> [Exercise aim]
Return the passage of the abstract on impulse initiation in leech S cells from "Multiple Sites of" up to and including "in that segment.", copied word for word.

> [Text for analysis]
------------------------------------------------
Multiple Sites of Action Potential Initiation Increase
Neuronal Firing Rate. J. Neurophysiol. 86: 1226-1236, 2001. Sensory input to an individual interneuron or motoneuron
typically evokes activity at a single site, the initial segment, so
that firing rate reflects the balance of excitation and inhibition there. In a network of cells that are electrically coupled, a sensory
input produced by appropriate, localized stimulation can cause impulses
to be initiated in several places. An example in the leech is the chain
of S cells, which are critical for sensitization of reflex responses to
mechanosensory stimulation. S cells, one per segment, form an
electrically coupled chain extending the entire length of the CNS. Each
S cell receives input from mechanosensory neurons in that segment.
Because impulses can arise in any S cell and can reliably propagate
throughout the chain, all the S cells behave like a single neuron with
multiple initiation sites. In the present experiments, well-defined
stimuli applied to a small area of skin evoked mechanosensory action
potentials that propagated centrally to several segments, producing S
cell impulses in those segments. Following pressure to the skin,
impulses arose first in the S cell of the same segment as the stimulus,
followed by impulses in S cells in other segments. Often four or five
separate initiation sites were observed. This timing of impulse
initiation played an important role in increasing the frequency of
firing. Impulses arising at different sites did not usually collide but added to the total firing rate of the chain. A computational model is
presented to illustrate how mechanosensory neurons distribute the
effects of a single sensory stimulus into spatially and temporally separated synaptic input. The model predicts that changes in impulse propagation in mechanosensory neurons can alter S cell frequency of
firing by changing the number of initiation sites.
------------------------------------------------
> [Pointing data for referring expressions]
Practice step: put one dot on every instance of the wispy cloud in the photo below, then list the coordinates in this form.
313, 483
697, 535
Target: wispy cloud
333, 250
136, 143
------------------------------------------------
> [Written answer]
Multiple Sites of Action Potential Initiation Increase
Neuronal Firing Rate. J. Neurophysiol. 86: 1226-1236, 2001. Sensory input to an individual interneuron or motoneuron
typically evokes activity at a single site, the initial segment, so
that firing rate reflects the balance of excitation and inhibition there. In a network of cells that are electrically coupled, a sensory
input produced by appropriate, localized stimulation can cause impulses
to be initiated in several places. An example in the leech is the chain
of S cells, which are critical for sensitization of reflex responses to
mechanosensory stimulation. S cells, one per segment, form an
electrically coupled chain extending the entire length of the CNS. Each
S cell receives input from mechanosensory neurons in that segment.